» **Extract**
Importantly, as for long-term drug prices, if early drug access after Phase I safety trials is successful, that would launch a fundamental evaluation of the enormously costly and time-consuming requirements for Phase II and III clinical trials. Such an evaluation could well lead to streamlined clinical trials, large-scale cost reductions for drug developers, and greatly reduced consumer drug prices.

To get to a world of patient/doctor control, legislation must be designed that will enable the flow of information to allow freedom of choice in medical treatments. It is important as well to facilitate learning and continuous improvement.

Learning Environment

An environment of learning and continuous improvement requires an information system that will:

(1) help patients and doctors by providing up-to-date summaries of ongoing clinical trial results;

(2) orchestrate the processing of up-to-date results of experimental drug usage by patients (non-clinical trial data), including adverse side effects;

(3) document that patients, collaborating with their doctors, are informed and capable of assuming responsibility for the use of drugs still in clinical trials, so that good-faith drug developers are protected from lawsuits; and

(4) promote more choice and competition, not only for patients and their doctors but also for drug developers and FDA.

» **Goal of the exercise**
Decide whether each statement agrees with the text on drug access, answering yes or no and quoting the words of the text that settle it. 1. The information system would give patients and doctors summaries of ongoing clinical trial results. 2. The text calls for Phase II and III clinical trials to be eliminated. 3. The choice and competition the system promotes are limited to patients and their doctors. The listing comes from a source unrelated to the text on drug access.

» **Dataset records**
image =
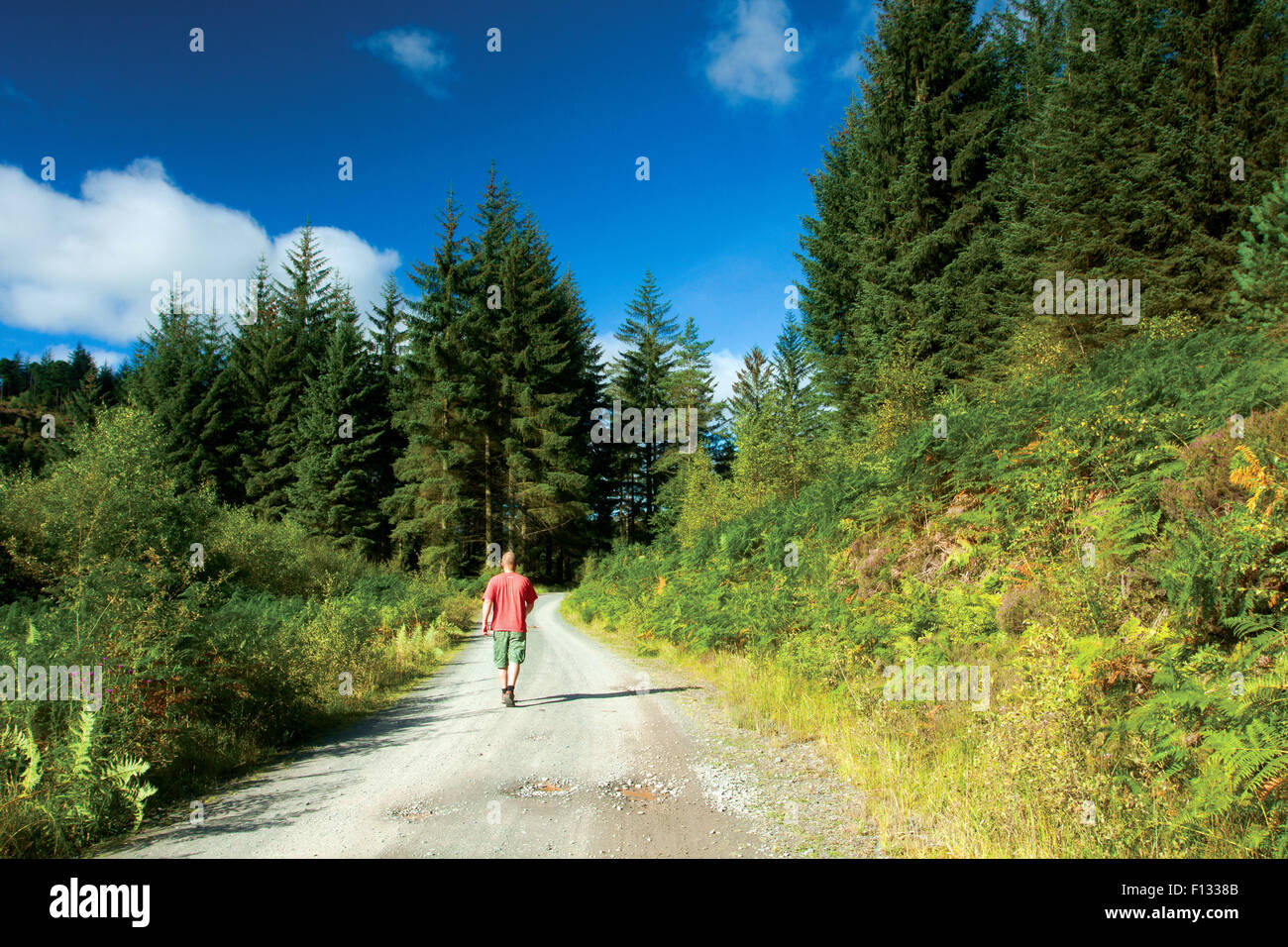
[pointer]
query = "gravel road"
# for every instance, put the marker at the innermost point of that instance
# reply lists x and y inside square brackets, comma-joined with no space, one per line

==

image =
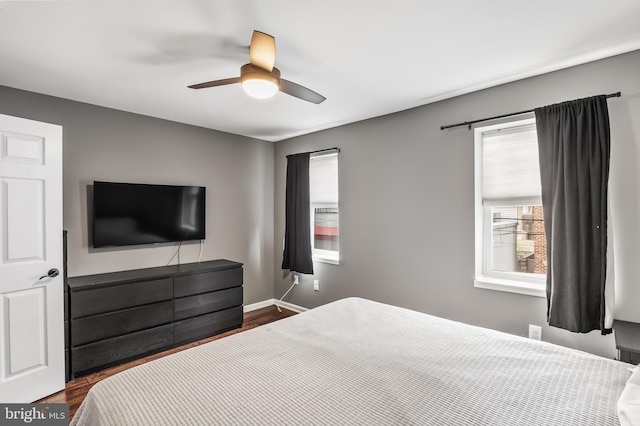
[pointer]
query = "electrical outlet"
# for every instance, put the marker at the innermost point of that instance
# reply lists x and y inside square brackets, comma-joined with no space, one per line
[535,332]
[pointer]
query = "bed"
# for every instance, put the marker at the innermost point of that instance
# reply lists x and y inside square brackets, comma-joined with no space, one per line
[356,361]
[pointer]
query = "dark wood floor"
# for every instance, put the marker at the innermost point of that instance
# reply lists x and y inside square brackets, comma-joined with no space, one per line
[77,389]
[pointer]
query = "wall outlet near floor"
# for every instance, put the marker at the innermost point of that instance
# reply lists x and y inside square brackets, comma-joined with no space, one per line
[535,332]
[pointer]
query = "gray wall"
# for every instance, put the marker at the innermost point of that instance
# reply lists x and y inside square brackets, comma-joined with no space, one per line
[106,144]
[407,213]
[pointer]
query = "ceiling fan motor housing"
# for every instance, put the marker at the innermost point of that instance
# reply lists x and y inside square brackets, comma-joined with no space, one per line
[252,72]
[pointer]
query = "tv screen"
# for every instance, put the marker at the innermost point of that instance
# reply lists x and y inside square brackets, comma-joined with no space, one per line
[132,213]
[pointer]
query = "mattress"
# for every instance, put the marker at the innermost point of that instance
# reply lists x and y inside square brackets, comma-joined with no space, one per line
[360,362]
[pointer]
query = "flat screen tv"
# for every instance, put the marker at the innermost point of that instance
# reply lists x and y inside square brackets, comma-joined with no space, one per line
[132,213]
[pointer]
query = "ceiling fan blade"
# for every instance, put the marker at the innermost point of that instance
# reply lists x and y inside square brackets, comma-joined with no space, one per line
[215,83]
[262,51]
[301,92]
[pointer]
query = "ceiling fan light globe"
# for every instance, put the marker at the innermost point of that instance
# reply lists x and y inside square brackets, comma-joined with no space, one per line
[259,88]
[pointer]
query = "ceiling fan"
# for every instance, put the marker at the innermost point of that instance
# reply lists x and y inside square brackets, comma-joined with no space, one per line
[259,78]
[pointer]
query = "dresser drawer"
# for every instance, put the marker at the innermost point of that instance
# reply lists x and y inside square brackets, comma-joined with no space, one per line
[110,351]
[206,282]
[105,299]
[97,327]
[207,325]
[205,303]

--

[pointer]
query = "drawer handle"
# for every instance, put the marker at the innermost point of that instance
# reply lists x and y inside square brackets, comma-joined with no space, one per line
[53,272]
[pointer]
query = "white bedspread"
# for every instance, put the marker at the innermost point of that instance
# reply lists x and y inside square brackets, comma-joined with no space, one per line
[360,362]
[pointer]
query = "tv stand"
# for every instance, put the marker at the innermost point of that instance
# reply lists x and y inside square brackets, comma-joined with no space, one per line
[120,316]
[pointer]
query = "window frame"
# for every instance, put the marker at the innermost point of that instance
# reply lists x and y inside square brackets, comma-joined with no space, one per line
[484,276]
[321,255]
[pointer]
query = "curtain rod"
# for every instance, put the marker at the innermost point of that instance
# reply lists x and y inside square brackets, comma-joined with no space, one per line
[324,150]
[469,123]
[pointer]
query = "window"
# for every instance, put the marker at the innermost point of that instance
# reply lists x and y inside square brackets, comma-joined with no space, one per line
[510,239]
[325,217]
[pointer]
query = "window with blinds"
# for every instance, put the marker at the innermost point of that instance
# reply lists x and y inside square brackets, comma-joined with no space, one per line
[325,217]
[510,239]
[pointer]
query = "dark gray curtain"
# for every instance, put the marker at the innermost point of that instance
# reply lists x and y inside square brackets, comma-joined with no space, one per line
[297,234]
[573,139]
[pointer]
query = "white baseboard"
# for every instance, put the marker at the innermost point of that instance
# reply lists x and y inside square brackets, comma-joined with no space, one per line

» **Problem solution**
1. Yes: "help patients and doctors by providing up-to-date summaries of ongoing clinical trial results"
2. No: "Such an evaluation could well lead to streamlined clinical trials"
3. No: "not only for patients and their doctors but also for drug developers and FDA"